[MATERIAL FOR THIS EXERCISE]

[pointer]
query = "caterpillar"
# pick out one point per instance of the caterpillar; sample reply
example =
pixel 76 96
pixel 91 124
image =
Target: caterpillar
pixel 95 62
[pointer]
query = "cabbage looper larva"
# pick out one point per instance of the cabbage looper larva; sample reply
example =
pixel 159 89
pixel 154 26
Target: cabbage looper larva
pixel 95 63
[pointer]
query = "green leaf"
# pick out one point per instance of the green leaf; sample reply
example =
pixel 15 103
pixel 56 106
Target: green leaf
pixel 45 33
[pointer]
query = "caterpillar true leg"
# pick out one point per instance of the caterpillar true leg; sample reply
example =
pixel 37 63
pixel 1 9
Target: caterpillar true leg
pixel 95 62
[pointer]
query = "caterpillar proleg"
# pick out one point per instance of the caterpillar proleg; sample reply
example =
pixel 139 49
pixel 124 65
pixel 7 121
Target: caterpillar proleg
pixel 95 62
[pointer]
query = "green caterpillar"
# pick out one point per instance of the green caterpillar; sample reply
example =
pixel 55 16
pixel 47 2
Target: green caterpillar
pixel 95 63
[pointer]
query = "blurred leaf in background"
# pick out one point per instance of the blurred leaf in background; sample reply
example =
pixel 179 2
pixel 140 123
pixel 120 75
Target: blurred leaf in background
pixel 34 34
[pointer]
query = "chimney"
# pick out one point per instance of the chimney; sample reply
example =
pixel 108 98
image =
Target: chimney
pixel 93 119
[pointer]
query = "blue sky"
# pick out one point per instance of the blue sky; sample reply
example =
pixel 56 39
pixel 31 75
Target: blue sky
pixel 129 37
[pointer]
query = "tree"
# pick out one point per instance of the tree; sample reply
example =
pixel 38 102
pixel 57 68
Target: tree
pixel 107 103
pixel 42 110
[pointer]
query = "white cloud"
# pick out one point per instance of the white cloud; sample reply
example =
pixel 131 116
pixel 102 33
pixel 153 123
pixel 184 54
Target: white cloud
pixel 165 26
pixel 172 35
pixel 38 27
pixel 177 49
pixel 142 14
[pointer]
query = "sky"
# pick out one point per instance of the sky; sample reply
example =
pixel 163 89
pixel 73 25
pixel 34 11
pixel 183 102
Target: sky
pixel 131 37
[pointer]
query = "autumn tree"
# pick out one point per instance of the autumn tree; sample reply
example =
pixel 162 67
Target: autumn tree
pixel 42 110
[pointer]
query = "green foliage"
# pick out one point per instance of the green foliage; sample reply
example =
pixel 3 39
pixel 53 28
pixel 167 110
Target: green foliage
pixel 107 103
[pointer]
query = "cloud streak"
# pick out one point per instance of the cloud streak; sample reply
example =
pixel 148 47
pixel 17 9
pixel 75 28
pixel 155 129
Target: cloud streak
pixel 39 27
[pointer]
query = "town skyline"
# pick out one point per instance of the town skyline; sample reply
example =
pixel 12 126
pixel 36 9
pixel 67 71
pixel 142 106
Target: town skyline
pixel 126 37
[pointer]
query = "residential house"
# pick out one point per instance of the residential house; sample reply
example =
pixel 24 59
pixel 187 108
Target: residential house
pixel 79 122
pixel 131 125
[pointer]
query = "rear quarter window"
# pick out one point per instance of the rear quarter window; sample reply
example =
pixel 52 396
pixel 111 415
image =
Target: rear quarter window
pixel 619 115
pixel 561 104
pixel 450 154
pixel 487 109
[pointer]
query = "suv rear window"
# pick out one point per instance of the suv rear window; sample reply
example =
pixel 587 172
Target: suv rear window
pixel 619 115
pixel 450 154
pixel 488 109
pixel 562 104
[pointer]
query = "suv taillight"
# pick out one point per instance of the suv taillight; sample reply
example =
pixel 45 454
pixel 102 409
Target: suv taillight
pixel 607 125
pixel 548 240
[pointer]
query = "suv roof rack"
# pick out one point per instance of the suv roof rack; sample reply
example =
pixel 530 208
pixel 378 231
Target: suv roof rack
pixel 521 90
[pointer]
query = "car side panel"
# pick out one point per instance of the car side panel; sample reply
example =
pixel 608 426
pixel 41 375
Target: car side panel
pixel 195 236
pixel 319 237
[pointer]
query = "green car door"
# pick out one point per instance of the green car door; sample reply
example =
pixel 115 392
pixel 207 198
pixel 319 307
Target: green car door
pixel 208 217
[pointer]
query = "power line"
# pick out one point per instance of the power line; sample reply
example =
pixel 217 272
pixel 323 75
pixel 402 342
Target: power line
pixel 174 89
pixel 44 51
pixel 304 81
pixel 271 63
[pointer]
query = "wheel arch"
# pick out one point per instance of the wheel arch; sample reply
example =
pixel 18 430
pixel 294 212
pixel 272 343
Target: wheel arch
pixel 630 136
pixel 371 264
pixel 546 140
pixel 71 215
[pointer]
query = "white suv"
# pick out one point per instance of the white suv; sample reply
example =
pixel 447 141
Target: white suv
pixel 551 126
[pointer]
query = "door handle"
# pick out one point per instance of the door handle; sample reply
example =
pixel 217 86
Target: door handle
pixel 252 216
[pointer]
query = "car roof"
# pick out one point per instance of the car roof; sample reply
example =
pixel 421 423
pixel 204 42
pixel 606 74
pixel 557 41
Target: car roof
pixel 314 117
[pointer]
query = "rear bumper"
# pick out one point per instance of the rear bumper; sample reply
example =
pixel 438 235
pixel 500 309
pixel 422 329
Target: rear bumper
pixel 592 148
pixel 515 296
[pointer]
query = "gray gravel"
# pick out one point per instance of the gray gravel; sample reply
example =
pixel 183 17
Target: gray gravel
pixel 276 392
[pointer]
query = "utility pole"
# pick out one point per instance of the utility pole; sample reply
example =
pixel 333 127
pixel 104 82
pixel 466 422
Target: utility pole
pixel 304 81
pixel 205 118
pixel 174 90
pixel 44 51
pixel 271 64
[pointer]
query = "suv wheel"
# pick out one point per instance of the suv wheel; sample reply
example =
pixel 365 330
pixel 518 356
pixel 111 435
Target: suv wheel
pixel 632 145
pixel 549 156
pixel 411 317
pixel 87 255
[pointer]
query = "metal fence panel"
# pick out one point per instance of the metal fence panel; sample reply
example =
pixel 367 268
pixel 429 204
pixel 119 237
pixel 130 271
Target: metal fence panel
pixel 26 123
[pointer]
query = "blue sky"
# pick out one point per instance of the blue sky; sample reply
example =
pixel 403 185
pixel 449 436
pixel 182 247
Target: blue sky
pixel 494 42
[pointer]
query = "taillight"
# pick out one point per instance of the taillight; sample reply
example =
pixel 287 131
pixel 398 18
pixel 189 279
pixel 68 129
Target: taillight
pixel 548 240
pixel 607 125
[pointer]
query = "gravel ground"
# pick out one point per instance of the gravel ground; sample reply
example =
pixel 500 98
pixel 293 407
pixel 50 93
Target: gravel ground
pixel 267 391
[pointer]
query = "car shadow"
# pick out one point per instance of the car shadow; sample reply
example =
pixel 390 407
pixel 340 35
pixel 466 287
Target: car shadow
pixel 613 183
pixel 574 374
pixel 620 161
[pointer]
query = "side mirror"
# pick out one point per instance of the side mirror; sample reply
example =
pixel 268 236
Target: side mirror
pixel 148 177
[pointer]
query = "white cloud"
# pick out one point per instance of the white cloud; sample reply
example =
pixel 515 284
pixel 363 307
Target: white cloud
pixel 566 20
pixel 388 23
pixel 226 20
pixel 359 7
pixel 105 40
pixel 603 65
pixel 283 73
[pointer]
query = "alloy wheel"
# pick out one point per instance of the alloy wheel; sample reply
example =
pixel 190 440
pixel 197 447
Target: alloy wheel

[/MATERIAL FOR THIS EXERCISE]

◆ **TASK BRIEF**:
Output an exact copy of the lines beginning at the one that holds "pixel 363 307" and running through the final line of the records.

◆ **RESULT OF THE TASK**:
pixel 363 307
Target: white cloud
pixel 566 20
pixel 388 23
pixel 226 20
pixel 359 7
pixel 105 40
pixel 603 65
pixel 283 73
[pointer]
query = "alloy wheel"
# pick out one point per instance of the alloy wheel; sample reply
example =
pixel 190 440
pixel 197 447
Target: alloy wheel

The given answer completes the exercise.